• WHAT THE EXERCISE ASKS: From the very first line of the data to the line containing "box: [5, 0, 250, 72]", retype everything exactly, leaving the pictures behind.
╭──
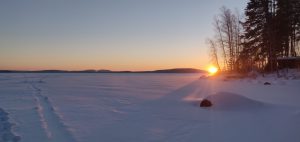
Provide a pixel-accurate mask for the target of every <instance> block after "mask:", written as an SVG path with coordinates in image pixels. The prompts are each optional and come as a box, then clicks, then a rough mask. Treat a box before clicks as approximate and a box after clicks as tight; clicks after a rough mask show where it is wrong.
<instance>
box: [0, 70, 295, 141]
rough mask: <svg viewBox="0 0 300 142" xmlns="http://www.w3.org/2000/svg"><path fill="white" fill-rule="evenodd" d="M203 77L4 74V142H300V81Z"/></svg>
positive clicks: (0, 123)
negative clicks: (270, 83) (12, 141)
mask: <svg viewBox="0 0 300 142" xmlns="http://www.w3.org/2000/svg"><path fill="white" fill-rule="evenodd" d="M200 76H201V74H88V73H87V74H84V73H80V74H71V73H70V74H69V73H68V74H57V73H53V74H14V73H12V74H0V108H1V109H3V111H2V110H0V116H1V117H3V121H1V123H0V126H1V129H0V135H1V136H2V138H1V139H0V141H7V142H8V141H15V142H17V141H22V142H74V141H75V142H76V141H77V142H95V141H107V142H120V141H128V142H133V141H148V142H154V141H159V142H165V141H172V142H186V141H191V142H193V141H201V140H203V141H212V142H214V141H216V142H217V141H244V142H247V141H249V142H253V141H272V142H274V141H275V142H276V141H278V142H282V141H289V142H298V141H300V136H299V134H298V132H299V131H300V105H299V101H300V95H299V92H300V89H299V86H300V81H299V80H274V79H270V78H265V79H261V78H260V79H257V80H250V79H244V80H232V81H224V80H222V79H199V77H200ZM265 80H268V81H270V82H271V83H272V85H271V86H264V85H262V84H263V82H264V81H265ZM212 94H215V95H214V96H212V97H211V98H210V99H212V100H215V102H214V103H216V104H215V105H214V107H213V108H209V109H203V108H200V107H198V105H199V101H200V100H201V99H203V98H205V97H207V96H209V95H212ZM6 116H7V117H8V118H9V119H6ZM4 126H5V127H4Z"/></svg>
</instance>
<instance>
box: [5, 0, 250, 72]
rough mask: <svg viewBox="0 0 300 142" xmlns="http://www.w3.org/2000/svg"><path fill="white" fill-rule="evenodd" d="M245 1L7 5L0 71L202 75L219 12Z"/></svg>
mask: <svg viewBox="0 0 300 142" xmlns="http://www.w3.org/2000/svg"><path fill="white" fill-rule="evenodd" d="M246 3H247V0H43V1H40V0H3V1H1V2H0V19H1V22H0V70H1V69H2V70H3V69H9V70H45V69H59V70H85V69H96V70H98V69H110V70H117V71H120V70H132V71H141V70H155V69H167V68H198V69H203V68H205V67H206V66H208V64H209V63H210V57H209V50H208V45H207V44H206V42H205V40H206V39H207V38H209V37H212V36H213V32H214V30H213V26H212V23H213V19H214V16H215V15H217V14H218V13H219V9H220V7H222V6H226V7H228V8H231V9H234V8H236V9H238V10H239V11H241V12H242V11H243V9H244V8H245V6H246Z"/></svg>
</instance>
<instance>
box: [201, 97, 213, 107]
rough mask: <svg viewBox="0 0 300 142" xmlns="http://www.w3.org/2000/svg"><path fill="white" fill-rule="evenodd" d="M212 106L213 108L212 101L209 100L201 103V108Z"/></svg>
mask: <svg viewBox="0 0 300 142" xmlns="http://www.w3.org/2000/svg"><path fill="white" fill-rule="evenodd" d="M211 106H212V103H211V101H209V100H207V99H204V100H202V101H201V103H200V107H211Z"/></svg>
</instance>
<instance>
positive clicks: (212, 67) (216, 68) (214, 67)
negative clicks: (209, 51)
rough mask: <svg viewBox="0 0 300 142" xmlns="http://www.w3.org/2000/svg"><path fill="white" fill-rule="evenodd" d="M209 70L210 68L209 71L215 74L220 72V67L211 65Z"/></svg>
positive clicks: (212, 74)
mask: <svg viewBox="0 0 300 142" xmlns="http://www.w3.org/2000/svg"><path fill="white" fill-rule="evenodd" d="M207 70H208V72H209V74H210V75H214V74H216V73H217V72H218V68H217V67H215V66H210V67H208V69H207Z"/></svg>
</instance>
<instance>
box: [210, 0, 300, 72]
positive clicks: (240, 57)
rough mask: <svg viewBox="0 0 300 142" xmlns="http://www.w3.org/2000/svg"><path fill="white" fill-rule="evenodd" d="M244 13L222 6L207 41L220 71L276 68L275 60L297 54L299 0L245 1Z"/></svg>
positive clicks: (265, 70) (214, 61) (233, 70)
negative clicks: (209, 38)
mask: <svg viewBox="0 0 300 142" xmlns="http://www.w3.org/2000/svg"><path fill="white" fill-rule="evenodd" d="M243 13H244V14H240V12H238V11H237V10H231V9H228V8H226V7H222V8H221V9H220V14H219V15H217V16H216V17H215V18H214V22H213V25H214V30H215V35H214V37H212V38H210V39H208V40H207V42H208V44H209V47H210V51H211V57H212V61H213V63H214V64H215V65H216V66H218V68H219V69H220V70H223V71H229V72H249V71H252V70H257V71H261V72H266V71H268V72H272V71H275V70H277V59H278V58H280V57H295V56H298V55H300V45H299V41H300V0H249V1H248V3H247V6H246V8H245V11H244V12H243Z"/></svg>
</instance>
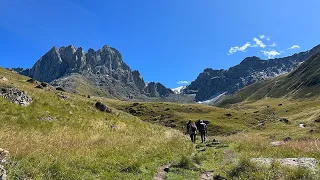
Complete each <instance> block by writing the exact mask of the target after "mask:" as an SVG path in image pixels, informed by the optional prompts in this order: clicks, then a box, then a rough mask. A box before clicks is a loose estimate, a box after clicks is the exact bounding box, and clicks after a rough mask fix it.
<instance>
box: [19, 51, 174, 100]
mask: <svg viewBox="0 0 320 180" xmlns="http://www.w3.org/2000/svg"><path fill="white" fill-rule="evenodd" d="M16 70H17V71H18V72H19V73H20V74H23V75H27V76H30V77H32V78H34V79H37V80H39V81H45V82H52V83H53V84H54V85H56V86H63V87H66V88H68V87H69V88H71V87H72V88H74V86H75V85H76V84H77V82H78V81H77V82H76V80H75V78H73V77H76V79H77V80H78V79H79V76H78V75H77V76H74V75H75V74H80V75H81V76H83V78H85V81H86V82H87V81H89V82H91V84H92V85H93V86H95V87H97V88H99V89H101V90H104V91H105V92H106V94H109V95H110V96H114V97H123V98H126V99H132V98H138V99H139V98H145V97H148V96H150V97H165V96H168V95H169V94H173V92H172V91H171V90H170V89H167V88H165V87H164V86H160V85H158V86H159V87H158V86H157V88H155V91H154V92H152V93H150V92H149V88H148V87H147V85H146V83H145V81H144V80H143V78H142V76H141V74H140V73H139V71H132V70H131V69H130V67H129V66H128V65H127V64H126V63H124V62H123V60H122V56H121V54H120V52H119V51H118V50H116V49H114V48H112V47H109V46H103V47H102V48H101V49H99V50H98V51H95V50H93V49H89V50H88V52H87V53H85V52H84V50H83V49H82V48H81V47H80V48H77V49H76V48H75V47H73V46H68V47H61V48H56V47H53V48H52V49H51V50H50V51H49V52H47V53H46V54H45V55H44V56H42V57H41V58H40V59H39V60H38V61H37V62H36V64H35V65H34V66H33V67H32V68H31V69H27V70H21V69H16ZM70 84H72V85H70ZM157 84H159V83H157Z"/></svg>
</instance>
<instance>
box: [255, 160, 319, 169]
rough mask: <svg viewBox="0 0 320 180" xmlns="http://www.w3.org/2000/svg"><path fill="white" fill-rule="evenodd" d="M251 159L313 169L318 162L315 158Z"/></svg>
mask: <svg viewBox="0 0 320 180" xmlns="http://www.w3.org/2000/svg"><path fill="white" fill-rule="evenodd" d="M251 161H252V162H256V163H260V164H263V165H271V164H272V163H273V162H278V163H279V164H280V165H284V166H295V167H304V168H309V169H314V168H315V167H316V166H317V164H318V163H319V162H318V160H317V159H315V158H283V159H275V158H252V159H251Z"/></svg>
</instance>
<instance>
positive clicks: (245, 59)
mask: <svg viewBox="0 0 320 180" xmlns="http://www.w3.org/2000/svg"><path fill="white" fill-rule="evenodd" d="M259 61H263V60H262V59H260V58H259V57H257V56H251V57H247V58H245V59H244V60H243V61H241V63H240V64H242V65H245V64H250V63H256V62H259Z"/></svg>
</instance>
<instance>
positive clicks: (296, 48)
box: [288, 45, 300, 50]
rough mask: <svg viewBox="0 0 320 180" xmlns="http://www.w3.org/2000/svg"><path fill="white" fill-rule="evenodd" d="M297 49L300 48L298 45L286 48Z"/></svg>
mask: <svg viewBox="0 0 320 180" xmlns="http://www.w3.org/2000/svg"><path fill="white" fill-rule="evenodd" d="M299 48H300V46H299V45H293V46H291V47H290V48H288V50H290V49H299Z"/></svg>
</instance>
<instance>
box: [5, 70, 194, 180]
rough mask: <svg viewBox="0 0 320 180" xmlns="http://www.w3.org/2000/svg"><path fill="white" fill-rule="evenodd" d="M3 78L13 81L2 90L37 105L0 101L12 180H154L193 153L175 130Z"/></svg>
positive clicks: (46, 89)
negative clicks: (29, 100) (3, 89)
mask: <svg viewBox="0 0 320 180" xmlns="http://www.w3.org/2000/svg"><path fill="white" fill-rule="evenodd" d="M0 77H6V78H7V79H8V81H7V82H5V81H0V86H13V87H16V88H18V89H20V90H24V91H26V92H27V93H28V95H29V96H31V97H32V98H33V99H34V101H33V103H32V104H31V105H30V106H28V107H22V106H19V105H15V104H12V103H10V102H9V101H7V100H6V99H3V98H0V123H1V131H0V147H1V148H3V149H6V150H8V151H9V152H10V154H11V159H10V160H11V161H12V163H11V164H9V165H7V166H6V167H5V168H6V169H7V173H8V179H151V177H152V176H153V174H154V172H155V171H156V169H157V167H158V166H160V165H162V164H163V163H166V162H169V161H176V160H178V159H179V158H180V157H181V156H182V155H190V154H191V152H192V151H193V147H192V145H191V143H189V141H187V139H186V137H185V136H183V135H182V133H180V132H178V131H176V130H173V129H168V128H165V127H162V126H160V125H155V124H149V123H145V122H143V121H141V120H140V119H138V118H136V117H134V116H132V115H129V114H127V113H124V112H121V111H118V110H116V109H113V111H114V112H113V113H112V114H107V113H105V112H100V111H97V110H96V109H95V108H94V103H95V102H96V100H94V99H88V98H86V97H82V96H78V95H74V94H68V93H63V94H64V95H66V96H68V98H67V99H66V100H62V99H60V98H59V97H58V96H57V94H56V93H58V92H57V91H56V90H49V89H36V88H35V86H36V84H31V83H27V82H26V80H27V78H26V77H23V76H20V75H18V74H15V73H12V72H10V71H7V70H4V69H2V68H1V69H0ZM100 100H101V101H103V102H104V101H105V100H104V99H100ZM111 108H112V107H111Z"/></svg>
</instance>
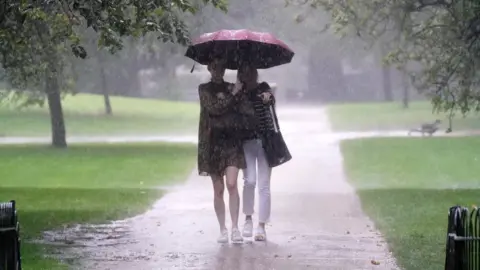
╰──
• TASK OUTPUT:
Provide a pixel-accurate mask for the target of every <instance> block after "mask:", written as an SVG path with coordinates in image pixels. The prompts are each optional and come as a box, then clicks, then a rough mask. Treat a box before clicks as approximate and a box after clicks as tight; clicks after a rough mask show where it is wrong.
<instance>
box: [0, 70, 295, 141]
rough mask: <svg viewBox="0 0 300 142" xmlns="http://www.w3.org/2000/svg"><path fill="white" fill-rule="evenodd" d="M203 77L4 74V142H300V81Z"/></svg>
positive clicks: (0, 123)
negative clicks: (270, 83) (12, 141)
mask: <svg viewBox="0 0 300 142" xmlns="http://www.w3.org/2000/svg"><path fill="white" fill-rule="evenodd" d="M200 76H201V74H88V73H87V74H84V73H80V74H71V73H70V74H69V73H68V74H57V73H53V74H14V73H12V74H0V108H1V109H3V111H2V110H0V116H1V117H3V121H1V123H0V126H1V129H0V135H1V136H2V138H1V139H0V141H7V142H8V141H15V142H17V141H22V142H74V141H75V142H76V141H77V142H95V141H107V142H120V141H128V142H133V141H148V142H154V141H159V142H165V141H172V142H186V141H191V142H193V141H201V140H203V141H212V142H214V141H216V142H217V141H244V142H247V141H249V142H253V141H272V142H274V141H275V142H276V141H278V142H282V141H289V142H298V141H300V136H299V134H298V132H299V131H300V105H299V101H300V95H299V92H300V89H299V86H300V81H299V80H274V79H270V78H265V79H261V78H260V79H257V80H250V79H244V80H232V81H224V80H222V79H199V77H200ZM265 80H268V81H270V82H271V83H272V85H271V86H264V85H262V84H263V82H264V81H265ZM212 94H215V95H214V96H212V97H211V98H210V99H212V100H215V102H214V103H216V104H215V105H214V107H213V108H209V109H203V108H200V107H198V105H199V101H200V100H201V99H203V98H205V97H207V96H209V95H212ZM6 116H7V117H8V118H9V119H6ZM4 126H5V127H4Z"/></svg>
</instance>
<instance>
box: [5, 0, 250, 72]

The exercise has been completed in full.